- _Available records_:
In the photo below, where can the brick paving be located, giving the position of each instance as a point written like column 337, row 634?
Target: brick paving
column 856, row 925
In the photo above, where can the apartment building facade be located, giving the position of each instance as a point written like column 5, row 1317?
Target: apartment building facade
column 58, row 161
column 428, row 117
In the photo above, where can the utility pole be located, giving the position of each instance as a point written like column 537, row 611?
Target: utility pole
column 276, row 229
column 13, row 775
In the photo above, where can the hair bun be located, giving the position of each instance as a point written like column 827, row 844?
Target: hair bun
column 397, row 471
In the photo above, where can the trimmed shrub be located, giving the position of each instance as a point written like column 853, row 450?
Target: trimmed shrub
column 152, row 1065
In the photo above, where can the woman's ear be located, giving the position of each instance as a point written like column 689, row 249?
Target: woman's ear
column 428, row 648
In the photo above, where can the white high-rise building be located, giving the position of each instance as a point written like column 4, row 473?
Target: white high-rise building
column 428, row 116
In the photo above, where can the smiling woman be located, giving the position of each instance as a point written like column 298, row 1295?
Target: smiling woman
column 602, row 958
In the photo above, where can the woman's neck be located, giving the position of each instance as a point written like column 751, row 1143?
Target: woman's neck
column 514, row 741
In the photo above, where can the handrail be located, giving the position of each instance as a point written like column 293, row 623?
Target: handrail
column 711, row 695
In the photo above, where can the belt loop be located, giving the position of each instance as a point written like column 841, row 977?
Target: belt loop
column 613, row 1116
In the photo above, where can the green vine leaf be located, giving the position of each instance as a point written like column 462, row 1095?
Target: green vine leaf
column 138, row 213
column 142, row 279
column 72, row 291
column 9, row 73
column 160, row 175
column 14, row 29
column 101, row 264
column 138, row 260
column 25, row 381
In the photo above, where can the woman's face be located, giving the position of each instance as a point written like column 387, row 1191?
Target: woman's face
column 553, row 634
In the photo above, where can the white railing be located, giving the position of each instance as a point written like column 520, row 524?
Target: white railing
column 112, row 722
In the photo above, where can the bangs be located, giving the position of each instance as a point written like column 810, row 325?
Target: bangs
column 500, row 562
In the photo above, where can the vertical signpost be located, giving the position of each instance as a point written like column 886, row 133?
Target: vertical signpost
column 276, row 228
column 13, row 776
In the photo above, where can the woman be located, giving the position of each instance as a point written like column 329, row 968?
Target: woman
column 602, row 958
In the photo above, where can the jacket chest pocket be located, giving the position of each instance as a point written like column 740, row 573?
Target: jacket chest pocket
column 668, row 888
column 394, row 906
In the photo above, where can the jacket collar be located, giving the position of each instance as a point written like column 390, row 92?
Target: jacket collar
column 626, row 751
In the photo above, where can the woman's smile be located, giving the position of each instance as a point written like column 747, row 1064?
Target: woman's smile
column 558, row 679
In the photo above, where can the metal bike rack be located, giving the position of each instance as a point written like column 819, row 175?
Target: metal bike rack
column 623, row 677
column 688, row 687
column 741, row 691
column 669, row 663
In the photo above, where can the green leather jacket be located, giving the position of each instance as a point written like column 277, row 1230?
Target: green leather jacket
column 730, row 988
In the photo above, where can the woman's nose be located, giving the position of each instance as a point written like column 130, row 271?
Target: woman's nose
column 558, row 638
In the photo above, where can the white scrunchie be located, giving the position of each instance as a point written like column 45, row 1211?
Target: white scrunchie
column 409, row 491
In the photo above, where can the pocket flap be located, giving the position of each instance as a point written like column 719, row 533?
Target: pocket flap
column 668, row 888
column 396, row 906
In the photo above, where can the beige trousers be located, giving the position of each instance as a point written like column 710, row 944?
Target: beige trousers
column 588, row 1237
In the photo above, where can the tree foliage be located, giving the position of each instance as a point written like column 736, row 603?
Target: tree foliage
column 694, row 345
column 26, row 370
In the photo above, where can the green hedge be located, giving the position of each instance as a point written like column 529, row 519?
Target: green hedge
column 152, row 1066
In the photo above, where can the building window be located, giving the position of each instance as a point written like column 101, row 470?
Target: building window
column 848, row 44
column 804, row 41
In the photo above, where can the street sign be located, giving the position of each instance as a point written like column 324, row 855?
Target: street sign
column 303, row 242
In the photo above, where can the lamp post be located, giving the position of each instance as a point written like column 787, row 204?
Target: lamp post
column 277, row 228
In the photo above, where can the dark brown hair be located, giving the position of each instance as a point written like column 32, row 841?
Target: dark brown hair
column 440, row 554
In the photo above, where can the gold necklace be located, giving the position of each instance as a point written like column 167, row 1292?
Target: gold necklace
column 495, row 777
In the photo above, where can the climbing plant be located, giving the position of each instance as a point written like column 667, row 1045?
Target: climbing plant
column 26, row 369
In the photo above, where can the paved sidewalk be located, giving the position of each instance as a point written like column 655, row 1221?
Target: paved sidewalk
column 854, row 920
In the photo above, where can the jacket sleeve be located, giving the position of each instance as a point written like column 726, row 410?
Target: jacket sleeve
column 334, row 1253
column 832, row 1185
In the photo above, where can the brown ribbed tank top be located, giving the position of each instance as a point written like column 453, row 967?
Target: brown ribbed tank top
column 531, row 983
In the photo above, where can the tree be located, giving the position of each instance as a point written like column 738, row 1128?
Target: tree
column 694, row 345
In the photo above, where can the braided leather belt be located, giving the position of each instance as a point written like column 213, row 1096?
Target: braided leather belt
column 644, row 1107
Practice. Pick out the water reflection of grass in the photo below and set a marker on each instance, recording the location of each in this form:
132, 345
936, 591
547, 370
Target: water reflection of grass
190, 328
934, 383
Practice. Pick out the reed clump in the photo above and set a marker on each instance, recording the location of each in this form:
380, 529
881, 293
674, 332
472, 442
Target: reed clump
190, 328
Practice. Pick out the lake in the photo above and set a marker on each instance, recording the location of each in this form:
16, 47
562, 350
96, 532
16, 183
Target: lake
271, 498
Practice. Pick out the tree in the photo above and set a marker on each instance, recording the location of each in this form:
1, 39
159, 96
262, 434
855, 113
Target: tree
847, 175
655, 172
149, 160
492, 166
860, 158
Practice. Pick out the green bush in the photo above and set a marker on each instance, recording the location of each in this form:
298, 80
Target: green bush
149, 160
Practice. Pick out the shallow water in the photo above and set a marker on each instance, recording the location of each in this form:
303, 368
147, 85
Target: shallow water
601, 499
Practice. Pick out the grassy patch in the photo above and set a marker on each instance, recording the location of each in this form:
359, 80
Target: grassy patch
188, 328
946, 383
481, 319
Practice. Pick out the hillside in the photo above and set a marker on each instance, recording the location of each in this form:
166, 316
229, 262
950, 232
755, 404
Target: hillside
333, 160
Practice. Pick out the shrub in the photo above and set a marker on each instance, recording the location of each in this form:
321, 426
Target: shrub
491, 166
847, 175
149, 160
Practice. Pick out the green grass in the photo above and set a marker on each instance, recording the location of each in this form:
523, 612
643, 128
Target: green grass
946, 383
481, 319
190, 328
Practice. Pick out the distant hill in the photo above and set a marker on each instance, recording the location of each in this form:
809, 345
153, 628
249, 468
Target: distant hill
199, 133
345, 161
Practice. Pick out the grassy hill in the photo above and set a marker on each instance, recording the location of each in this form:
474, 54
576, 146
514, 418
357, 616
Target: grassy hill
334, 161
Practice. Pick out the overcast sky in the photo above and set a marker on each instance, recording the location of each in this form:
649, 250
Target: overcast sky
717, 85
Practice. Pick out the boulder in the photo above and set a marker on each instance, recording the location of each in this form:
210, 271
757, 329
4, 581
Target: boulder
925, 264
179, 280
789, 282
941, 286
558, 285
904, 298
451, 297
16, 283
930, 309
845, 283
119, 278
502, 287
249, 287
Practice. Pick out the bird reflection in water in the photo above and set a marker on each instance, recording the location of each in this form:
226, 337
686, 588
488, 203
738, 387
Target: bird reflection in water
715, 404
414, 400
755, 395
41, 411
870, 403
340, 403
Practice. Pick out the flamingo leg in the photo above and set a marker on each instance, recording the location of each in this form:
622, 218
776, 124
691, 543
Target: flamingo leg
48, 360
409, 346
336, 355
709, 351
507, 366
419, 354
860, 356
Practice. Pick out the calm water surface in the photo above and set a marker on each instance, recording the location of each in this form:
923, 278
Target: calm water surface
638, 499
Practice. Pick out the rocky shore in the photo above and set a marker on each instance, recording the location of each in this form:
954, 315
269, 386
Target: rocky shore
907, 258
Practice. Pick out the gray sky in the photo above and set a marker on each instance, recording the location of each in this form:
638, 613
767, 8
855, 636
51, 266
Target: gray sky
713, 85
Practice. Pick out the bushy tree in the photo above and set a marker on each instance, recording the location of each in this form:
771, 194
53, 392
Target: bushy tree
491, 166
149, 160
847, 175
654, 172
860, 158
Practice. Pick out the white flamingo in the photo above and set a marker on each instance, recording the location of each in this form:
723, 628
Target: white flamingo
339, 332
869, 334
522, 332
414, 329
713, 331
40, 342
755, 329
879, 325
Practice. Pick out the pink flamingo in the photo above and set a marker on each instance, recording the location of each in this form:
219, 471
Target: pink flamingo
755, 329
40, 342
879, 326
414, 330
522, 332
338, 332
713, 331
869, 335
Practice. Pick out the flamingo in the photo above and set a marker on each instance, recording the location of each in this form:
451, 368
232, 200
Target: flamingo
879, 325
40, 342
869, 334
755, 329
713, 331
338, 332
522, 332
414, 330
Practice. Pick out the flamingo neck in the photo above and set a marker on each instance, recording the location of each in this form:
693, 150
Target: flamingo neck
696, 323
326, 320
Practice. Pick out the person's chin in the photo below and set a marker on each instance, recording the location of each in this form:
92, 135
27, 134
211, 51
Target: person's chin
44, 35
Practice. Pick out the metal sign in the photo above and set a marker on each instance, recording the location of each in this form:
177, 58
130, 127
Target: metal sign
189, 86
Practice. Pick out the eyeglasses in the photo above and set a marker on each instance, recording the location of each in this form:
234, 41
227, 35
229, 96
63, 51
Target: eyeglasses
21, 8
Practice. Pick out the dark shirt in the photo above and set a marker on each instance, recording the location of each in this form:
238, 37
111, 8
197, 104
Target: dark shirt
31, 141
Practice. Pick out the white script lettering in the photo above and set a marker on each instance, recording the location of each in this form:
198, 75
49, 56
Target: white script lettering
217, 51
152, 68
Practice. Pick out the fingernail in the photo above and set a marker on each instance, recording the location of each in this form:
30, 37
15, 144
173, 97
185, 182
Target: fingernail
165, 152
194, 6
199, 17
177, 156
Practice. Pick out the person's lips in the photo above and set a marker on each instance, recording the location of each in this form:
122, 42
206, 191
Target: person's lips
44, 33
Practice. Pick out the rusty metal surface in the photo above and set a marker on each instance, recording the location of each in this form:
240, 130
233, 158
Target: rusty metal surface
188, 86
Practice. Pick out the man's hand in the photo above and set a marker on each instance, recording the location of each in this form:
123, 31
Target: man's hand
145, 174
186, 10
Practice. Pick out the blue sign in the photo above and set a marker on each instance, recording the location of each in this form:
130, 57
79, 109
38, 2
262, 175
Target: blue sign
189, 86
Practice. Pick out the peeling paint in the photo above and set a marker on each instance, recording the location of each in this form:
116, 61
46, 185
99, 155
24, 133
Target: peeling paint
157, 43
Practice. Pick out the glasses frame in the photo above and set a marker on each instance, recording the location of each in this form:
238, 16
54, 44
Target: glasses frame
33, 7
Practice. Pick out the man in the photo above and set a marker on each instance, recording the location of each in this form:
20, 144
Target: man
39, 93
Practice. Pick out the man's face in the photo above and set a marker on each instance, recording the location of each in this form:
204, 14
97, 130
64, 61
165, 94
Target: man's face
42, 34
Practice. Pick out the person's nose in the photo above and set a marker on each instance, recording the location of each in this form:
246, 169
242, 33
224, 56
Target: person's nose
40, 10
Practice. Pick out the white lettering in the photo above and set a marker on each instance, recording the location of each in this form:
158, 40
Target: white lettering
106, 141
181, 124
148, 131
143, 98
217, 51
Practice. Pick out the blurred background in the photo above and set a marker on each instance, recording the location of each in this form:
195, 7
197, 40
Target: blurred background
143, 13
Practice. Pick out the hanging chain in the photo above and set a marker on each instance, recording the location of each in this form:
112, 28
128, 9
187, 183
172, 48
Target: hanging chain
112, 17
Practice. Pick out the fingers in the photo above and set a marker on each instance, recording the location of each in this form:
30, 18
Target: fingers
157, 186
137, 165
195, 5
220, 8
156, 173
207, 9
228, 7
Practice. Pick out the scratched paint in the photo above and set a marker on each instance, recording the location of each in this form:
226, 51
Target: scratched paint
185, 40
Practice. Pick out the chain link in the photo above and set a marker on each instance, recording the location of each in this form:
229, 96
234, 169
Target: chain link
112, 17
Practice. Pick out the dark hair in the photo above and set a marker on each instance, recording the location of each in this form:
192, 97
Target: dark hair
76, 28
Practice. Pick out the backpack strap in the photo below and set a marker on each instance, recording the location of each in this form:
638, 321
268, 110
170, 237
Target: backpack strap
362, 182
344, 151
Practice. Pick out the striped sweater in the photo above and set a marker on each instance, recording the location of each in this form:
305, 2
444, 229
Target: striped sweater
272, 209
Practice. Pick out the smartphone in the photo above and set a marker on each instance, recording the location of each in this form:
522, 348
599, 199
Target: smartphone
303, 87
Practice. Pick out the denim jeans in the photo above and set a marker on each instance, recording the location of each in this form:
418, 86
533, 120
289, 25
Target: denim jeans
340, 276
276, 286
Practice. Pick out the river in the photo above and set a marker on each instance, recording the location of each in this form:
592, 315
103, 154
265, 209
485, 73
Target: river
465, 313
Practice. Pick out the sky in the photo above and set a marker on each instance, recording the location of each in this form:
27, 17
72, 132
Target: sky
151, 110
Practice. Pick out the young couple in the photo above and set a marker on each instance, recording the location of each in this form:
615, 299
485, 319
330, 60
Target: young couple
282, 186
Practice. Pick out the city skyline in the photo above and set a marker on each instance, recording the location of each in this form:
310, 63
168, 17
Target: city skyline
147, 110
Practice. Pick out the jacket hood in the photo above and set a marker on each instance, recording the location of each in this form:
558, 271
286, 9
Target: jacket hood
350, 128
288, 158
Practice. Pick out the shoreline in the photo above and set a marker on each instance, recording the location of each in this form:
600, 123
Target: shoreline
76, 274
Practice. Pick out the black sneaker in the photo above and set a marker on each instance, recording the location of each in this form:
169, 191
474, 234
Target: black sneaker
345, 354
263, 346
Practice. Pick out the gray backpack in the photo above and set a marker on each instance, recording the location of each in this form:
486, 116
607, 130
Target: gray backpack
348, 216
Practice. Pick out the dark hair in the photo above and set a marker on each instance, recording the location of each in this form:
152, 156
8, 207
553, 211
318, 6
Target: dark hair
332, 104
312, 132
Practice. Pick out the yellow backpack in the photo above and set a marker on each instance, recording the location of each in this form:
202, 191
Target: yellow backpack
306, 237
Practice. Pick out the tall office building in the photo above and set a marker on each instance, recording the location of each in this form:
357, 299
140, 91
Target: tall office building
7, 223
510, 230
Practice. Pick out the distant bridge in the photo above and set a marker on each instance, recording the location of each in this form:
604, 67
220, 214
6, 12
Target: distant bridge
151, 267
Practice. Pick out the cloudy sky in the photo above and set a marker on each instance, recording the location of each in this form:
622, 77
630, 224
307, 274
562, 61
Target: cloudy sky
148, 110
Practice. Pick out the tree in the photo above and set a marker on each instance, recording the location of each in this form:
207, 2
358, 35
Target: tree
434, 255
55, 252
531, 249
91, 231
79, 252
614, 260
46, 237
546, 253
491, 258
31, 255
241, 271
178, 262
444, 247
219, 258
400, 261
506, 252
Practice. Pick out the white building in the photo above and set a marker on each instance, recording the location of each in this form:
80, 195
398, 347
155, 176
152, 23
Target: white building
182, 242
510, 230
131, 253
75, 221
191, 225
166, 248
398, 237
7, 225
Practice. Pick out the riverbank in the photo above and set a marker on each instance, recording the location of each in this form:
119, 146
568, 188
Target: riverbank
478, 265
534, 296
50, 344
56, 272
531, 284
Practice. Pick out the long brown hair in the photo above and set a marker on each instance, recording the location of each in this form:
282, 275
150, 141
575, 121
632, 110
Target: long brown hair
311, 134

- _Task statement_:
Please say how many lines above contain "below", number only.

- _Task answer_:
4